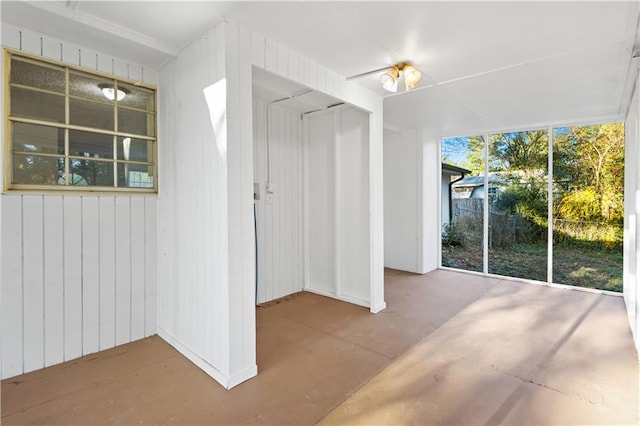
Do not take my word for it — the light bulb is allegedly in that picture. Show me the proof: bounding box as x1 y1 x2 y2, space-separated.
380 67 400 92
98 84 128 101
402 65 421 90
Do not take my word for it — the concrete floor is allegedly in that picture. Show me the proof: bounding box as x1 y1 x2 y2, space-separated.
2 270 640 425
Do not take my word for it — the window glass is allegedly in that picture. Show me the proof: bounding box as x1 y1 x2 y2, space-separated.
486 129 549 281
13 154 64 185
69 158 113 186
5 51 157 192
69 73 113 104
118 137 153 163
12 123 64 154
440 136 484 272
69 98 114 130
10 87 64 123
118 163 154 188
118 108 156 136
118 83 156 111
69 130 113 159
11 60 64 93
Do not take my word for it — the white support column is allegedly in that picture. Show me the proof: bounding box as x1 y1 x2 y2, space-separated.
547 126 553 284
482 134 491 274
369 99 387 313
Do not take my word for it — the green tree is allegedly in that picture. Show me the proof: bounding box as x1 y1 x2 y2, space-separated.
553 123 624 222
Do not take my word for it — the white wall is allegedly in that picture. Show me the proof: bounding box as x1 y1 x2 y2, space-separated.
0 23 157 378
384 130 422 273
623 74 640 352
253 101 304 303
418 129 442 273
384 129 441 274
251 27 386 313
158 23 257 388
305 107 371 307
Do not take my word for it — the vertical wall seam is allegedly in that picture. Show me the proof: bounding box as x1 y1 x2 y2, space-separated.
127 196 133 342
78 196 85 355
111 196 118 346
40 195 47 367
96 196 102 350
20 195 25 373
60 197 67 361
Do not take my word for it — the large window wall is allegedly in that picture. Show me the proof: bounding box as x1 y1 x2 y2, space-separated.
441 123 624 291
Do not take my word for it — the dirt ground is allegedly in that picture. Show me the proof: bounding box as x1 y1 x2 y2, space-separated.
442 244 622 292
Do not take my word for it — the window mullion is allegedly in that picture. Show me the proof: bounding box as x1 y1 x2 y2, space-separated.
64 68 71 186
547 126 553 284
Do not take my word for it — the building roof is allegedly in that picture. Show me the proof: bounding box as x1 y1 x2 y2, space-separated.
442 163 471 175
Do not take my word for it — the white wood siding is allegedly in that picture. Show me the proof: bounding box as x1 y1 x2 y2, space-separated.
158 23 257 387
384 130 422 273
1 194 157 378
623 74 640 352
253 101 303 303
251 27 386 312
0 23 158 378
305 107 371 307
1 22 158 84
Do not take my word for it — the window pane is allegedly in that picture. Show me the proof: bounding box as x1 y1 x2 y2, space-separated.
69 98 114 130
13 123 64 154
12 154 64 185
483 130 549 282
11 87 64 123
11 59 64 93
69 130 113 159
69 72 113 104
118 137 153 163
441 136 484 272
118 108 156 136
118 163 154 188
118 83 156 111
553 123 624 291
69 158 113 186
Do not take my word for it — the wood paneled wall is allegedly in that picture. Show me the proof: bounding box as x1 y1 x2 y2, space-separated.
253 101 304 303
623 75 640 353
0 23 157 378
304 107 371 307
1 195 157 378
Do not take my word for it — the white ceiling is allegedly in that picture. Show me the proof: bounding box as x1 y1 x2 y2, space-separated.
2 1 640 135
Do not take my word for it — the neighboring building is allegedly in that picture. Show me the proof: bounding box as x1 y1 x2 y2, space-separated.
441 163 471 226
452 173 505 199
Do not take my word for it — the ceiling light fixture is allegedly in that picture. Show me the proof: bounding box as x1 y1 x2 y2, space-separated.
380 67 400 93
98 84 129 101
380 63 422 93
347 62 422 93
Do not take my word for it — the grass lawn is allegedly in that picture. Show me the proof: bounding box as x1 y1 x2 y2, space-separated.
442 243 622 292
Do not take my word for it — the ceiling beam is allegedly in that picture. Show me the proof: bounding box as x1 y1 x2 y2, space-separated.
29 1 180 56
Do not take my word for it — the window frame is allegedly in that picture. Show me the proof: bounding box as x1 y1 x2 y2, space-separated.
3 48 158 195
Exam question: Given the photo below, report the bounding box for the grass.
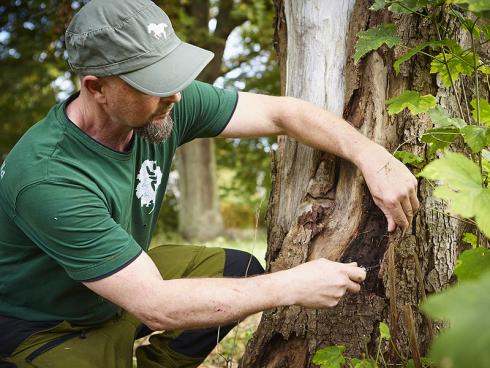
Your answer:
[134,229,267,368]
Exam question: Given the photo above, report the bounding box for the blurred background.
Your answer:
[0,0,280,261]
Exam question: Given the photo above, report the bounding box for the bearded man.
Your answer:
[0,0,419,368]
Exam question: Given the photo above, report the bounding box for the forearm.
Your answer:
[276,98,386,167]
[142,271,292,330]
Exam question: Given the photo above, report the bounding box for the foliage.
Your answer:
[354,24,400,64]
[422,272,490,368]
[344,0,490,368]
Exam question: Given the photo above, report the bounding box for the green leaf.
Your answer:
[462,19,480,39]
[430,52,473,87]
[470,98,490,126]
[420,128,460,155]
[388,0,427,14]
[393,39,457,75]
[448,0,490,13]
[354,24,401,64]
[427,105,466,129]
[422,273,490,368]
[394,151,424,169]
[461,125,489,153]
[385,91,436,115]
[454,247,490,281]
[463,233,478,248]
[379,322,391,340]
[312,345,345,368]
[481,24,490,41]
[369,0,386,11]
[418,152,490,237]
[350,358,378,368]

> **Exercise directions**
Reproduce every row above word for word, omitting the pictures.

> **Result of this exercise**
Do not take my word for it — the light bulb is allegedly in that picture. Show me the proof: bounding box as x1 y1 x2 y2, space-separated.
380 67 400 92
98 84 128 101
402 65 421 90
Do not take my word for it — the concrete floor is allegedly in that picture. Show me the proof: bounding box as x1 y1 x2 y2, space-separated.
2 270 640 425
Do not take my word for it — the window glass is allegedly in that picture. Show me the proof: bounding box as x1 y1 x2 y2, space-separated.
486 129 549 281
13 154 64 185
69 158 113 186
5 51 157 192
69 73 113 104
118 137 153 163
12 123 64 154
440 136 484 272
69 98 114 130
10 87 64 123
118 163 154 188
118 108 156 136
118 83 156 111
69 130 113 159
11 60 64 93
Do not take my word for it — the white support column is allegedly in that picture. Show me the proof: bounding box as x1 y1 x2 y2, space-separated.
547 126 553 284
482 134 491 274
369 99 387 313
Do not take my word for it — the green tree is allegedly in that picture. Show me the proof: bounding box as x1 y1 x2 y2, space-separated.
553 123 624 222
Do not take my word for it — the white wall is allegedly in that picture. Show me the proof: bounding box as x1 y1 x2 y2, space-separated.
0 23 157 378
384 130 422 273
623 74 640 352
253 101 304 303
418 129 442 273
384 129 441 274
251 27 386 313
158 23 257 388
305 107 371 307
Do not take my word for it — the vertical wall seam is allegedly in that picture. Show me the proof: bounding box as x1 y1 x2 y2, space-separated.
127 196 133 342
78 196 85 355
111 196 118 346
40 195 47 367
96 196 102 350
20 195 25 373
60 197 67 361
Do not take my word for it — the large window wall is allegedly in that picture. Show me the proof: bounding box as x1 y1 x2 y2, space-separated.
441 123 624 291
Do not take my word for it — the dirt ground is allegedly in that picture. Show me the proof: bounding box as x1 y1 x2 y2, space-separated.
442 244 622 292
Do not take my word for it — the window mullion is allegedly in that picture. Show me the proof: bounding box as x1 y1 x2 y2, space-separated.
64 68 71 186
547 126 553 284
Do not take my word for it — the building roof is allegedly in that picture. Show me the proof: bounding box as x1 y1 x2 y2, space-separated.
442 163 471 175
Do not take my word for it — the white wood siding is allegedly in that picture. Show me the proof: bounding box as x1 y1 x2 y2, space-separated.
158 23 257 387
384 130 422 273
1 194 157 378
623 74 640 352
253 101 303 303
251 27 386 312
0 23 158 378
305 107 371 307
1 22 158 84
Do not take my word for it — the window pane is allegedly in that picture. Show me the proof: bounding box as x1 y1 x2 y2, space-separated.
69 98 114 130
13 123 64 154
12 154 64 185
483 130 549 282
11 87 64 123
11 59 64 93
69 130 113 159
69 72 113 104
118 137 153 163
441 136 484 272
118 108 156 136
118 163 154 188
118 83 156 111
553 123 624 291
69 158 113 186
Do not take my word for it — the wood paneled wall is allegedly in that picture. Show me the proof: bounding box as x1 y1 x2 y2, space-separated.
253 101 304 303
623 75 640 353
0 23 157 378
304 107 371 307
1 195 157 378
Do not take my word for it — the white ceiling is allegedly in that picture. Show me the proof: bounding box as x1 y1 x2 y2, space-separated.
2 1 640 135
Do not take my word for it — the neighboring building is allegedly in that picture. Show me the proof: bounding box as x1 y1 x2 y2, space-separated.
441 163 471 226
452 173 505 199
Do not take my word for it — the ceiling light fixture is allegedly in that picture. Show me the proof: bounding box as x1 y1 x2 y2, space-separated.
380 67 400 93
98 84 129 101
380 63 422 93
347 62 422 93
Do not take my word for it — the grass lawn is allegedly in that picture. Show me the proof: bounding box as x1 y1 x2 y2, space-separated.
442 243 622 292
Do not take my word for it — the ceiling beam is allegedly in that picture. Show me the proof: bounding box as x1 y1 x2 y2, space-separated.
29 1 180 56
Do not take my word for it — the window frame is allegedly in that picture. Show me the proof: bounding box as x1 y1 x2 y2, space-separated.
3 48 158 195
Exam question: Given the photo below, report the bounding box for the grass.
Your answer:
[134,229,267,368]
Exam question: Given the photo above, report the bounding box for the blurred background.
Your answer:
[0,0,280,261]
Exam question: Given the photo above, report the bounding box for the bearded man.
Your answer:
[0,0,419,368]
Exam question: Given the photo above, report the bounding box for the forearm.
Your answer:
[276,98,386,167]
[142,271,292,330]
Exam question: Given the photo above, report the bounding box for the foliage.
Your answer:
[354,24,400,64]
[422,272,490,368]
[344,0,490,368]
Exam question: Given the photo above, report the bounding box for the green leaf.
Your answer:
[462,19,480,39]
[430,52,473,87]
[470,98,490,126]
[420,128,460,155]
[388,0,427,14]
[393,39,457,75]
[448,0,490,13]
[354,24,401,64]
[427,105,466,129]
[422,273,490,368]
[394,151,424,169]
[461,125,489,153]
[385,91,436,115]
[454,247,490,281]
[463,233,478,248]
[379,322,391,340]
[312,345,345,368]
[481,24,490,41]
[369,0,386,11]
[418,152,490,237]
[350,358,378,368]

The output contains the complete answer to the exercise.